## Обязательное задание 1:
Перепишите отрывок воспоминаний об аресте, начиная со слов «Но один из сапогов» и дальше до слов «началась моя память.», и замените в нем «вполголоса» на «шепотом».
## Обязательное задание 2:
Продолжите отрывок воспоминаний об аресте, начав сразу после его последнего предложения.

Читаем Собрание сочинений. Том 1 полностью

Нам сразу же козырнули и пропустили. Мама так и не могла понять, почему красная книжечка простого шофера оказалась сильней профессорского удостоверения дедушки, а его, как она вспоминала, так и передернуло от этого покровительственного «свои». Мой отец с неловкой поспешностью начал выгружать из «эмки» все зиминские соленья-варенья на ступени крылечка. Преобразившийся от сознания своей значительности шофер даже и не подумал ему помочь – он увидел нечто более важное – из соседнего с нашим подъезда с номером пять на том же самом крылечке двое в штатских плащах, из-под которых выглядывали галифе с кантом, выводили под руки спотыкающегося хрупкого старичка с бородкой клинышком. Он бормотал: «Очки, позвольте мне взять хотя бы очки. Я без них почти ничего не вижу. И еще мою неоконченную работу «Почему погибло новгородское вече». Последняя ее страница еще была в пишмашинке на середине листа, а остальные черновые страницы там же рядом на тумбочке в синенькой картонной папке с завязочками под бронзовым бюстиком Герцена.

– Порфирий Игнатьевич, что с вами? – бросился к нему мой дедушка. – Товарищи, это же ученик самого Ключевского.

Но один из сапогов в галифе с кантами отшвырнул с пути стеклянную банку с вареньем из сибирских «райских яблочек», банка разбилась, услащая ступени так неожиданно встретившей меня столицы нашей большой родины. Тогда такой арест был еще относительной редкостью. Через каких-нибудь пять лет в нашей квартире при мне арестовали сразу двоих моих дедушек – Рудольфа Вильгельмовича, математика-латыша, и Ермолая Наумовича, из белорусских крестьян, комдива чапаевской породы, которые часто приходили к нам в гости и по тогдашним инстинктивным привычкам говорили о чем-то вполголоса. Но в тот раз уже они сами не очень-то удивились, когда за ними пришли. Самое тяжкое время для любой страны – это когда перестают удивляться беззаконностям от имени закона и когда даже дети к этому привыкают. Собственно, с этого ареста и началась моя память.

## Выборка строк:

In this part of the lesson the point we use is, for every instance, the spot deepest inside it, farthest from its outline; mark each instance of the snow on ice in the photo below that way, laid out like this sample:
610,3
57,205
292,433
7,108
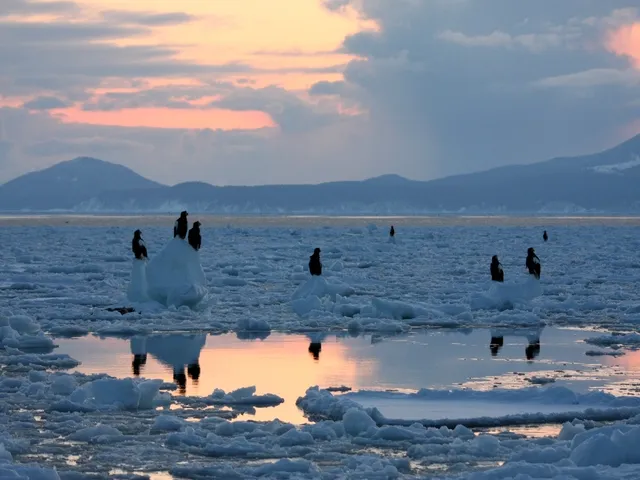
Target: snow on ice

## Письменный ответ 1:
Но один из сапогов в галифе с кантами отшвырнул с пути стеклянную банку с вареньем из сибирских «райских яблочек», банка разбилась, услащая ступени так неожиданно встретившей меня столицы нашей большой родины. Тогда такой арест был еще относительной редкостью. Через каких-нибудь пять лет в нашей квартире при мне арестовали сразу двоих моих дедушек – Рудольфа Вильгельмовича, математика-латыша, и Ермолая Наумовича, из белорусских крестьян, комдива чапаевской породы, которые часто приходили к нам в гости и по тогдашним инстинктивным привычкам говорили о чем-то шепотом. Но в тот раз уже они сами не очень-то удивились, когда за ними пришли. Самое тяжкое время для любой страны – это когда перестают удивляться беззаконностям от имени закона и когда даже дети к этому привыкают. Собственно, с этого ареста и началась моя память.

## Письменный ответ 2:
Я вернулся к зиминским бабушкам на свою малую, но еще незнакомую родину, – Сибирь лишь в сорок первом, еле добравшись из осажденной немцами Москвы один-одинешенек в девятилетнем возрасте. Нельзя сказать, что я написал сценарий «Детского сада». Я его даже не написал – я только записал. Сергей Бондарчук ворчанул на меня: «Ну что это у тебя, Женя, все деревенские бабы и во время войны в еще дореволюционных плюшовках ходят?..» Я грустно сказал ему. «Да они, Сергей Федорыч, эти плюшовки с дореволюционной поры не меняли». А Сергей Герасимов, тоже в целом поддержавший мой дебют, пожал плечами: «Ну что это у вас люди на крышах, как мешочники во время Гражданской войны, едут. Вот когда мы с Тамарой эвакуировались, все было в полном порядке». Я промолчал.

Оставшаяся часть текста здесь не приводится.